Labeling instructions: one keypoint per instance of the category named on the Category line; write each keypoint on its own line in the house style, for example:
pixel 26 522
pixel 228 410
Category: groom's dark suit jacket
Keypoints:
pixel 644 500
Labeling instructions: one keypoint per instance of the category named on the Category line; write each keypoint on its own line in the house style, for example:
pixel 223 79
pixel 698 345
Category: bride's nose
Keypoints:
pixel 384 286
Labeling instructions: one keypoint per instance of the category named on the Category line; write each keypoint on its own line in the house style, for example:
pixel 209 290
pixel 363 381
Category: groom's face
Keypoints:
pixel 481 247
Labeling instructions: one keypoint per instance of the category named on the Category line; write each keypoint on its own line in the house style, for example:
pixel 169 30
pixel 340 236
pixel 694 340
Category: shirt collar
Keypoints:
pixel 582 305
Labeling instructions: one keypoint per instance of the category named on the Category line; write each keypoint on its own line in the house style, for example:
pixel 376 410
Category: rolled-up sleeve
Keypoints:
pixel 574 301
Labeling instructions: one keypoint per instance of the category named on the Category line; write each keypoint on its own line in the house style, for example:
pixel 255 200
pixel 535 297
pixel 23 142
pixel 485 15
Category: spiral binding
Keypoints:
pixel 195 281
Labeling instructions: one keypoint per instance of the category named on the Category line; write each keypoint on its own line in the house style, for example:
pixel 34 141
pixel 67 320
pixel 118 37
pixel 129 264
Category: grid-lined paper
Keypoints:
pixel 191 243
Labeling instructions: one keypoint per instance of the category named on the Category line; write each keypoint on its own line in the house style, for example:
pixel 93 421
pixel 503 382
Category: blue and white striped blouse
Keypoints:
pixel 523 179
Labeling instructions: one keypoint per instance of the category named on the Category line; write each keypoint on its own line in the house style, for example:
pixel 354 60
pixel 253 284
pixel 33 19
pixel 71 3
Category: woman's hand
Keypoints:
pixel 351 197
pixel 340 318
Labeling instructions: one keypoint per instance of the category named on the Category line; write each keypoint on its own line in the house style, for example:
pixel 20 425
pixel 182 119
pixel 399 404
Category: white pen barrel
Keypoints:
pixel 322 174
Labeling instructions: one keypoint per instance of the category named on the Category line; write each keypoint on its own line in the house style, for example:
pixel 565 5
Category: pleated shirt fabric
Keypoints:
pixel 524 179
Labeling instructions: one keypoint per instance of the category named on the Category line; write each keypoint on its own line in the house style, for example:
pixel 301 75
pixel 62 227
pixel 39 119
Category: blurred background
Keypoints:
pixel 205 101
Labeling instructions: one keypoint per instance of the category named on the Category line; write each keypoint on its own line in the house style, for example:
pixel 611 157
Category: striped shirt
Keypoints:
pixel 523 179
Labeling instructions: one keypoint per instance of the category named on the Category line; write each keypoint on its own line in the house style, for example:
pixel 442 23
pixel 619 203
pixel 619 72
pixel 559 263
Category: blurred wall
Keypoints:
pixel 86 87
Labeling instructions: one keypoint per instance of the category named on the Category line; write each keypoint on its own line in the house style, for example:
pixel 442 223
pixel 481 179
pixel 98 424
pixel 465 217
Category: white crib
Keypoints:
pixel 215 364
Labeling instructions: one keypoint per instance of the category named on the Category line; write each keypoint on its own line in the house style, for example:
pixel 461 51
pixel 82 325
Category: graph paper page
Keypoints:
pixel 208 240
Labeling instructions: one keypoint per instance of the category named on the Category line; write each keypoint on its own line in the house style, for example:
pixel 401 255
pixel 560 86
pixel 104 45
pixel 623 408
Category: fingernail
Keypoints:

◆ EXERCISE AIM:
Please rewrite the records from their first line through the line that has "pixel 644 500", changing "dark" to "black" and leaving all else as it is. Return only those lines.

◆ SOLUTION TO THIS TASK:
Labeling instructions: one keypoint per instance of the category named on the Category line; write each keypoint on its own line in the house style, for example:
pixel 26 522
pixel 228 410
Category: groom's black suit jacket
Keypoints:
pixel 644 500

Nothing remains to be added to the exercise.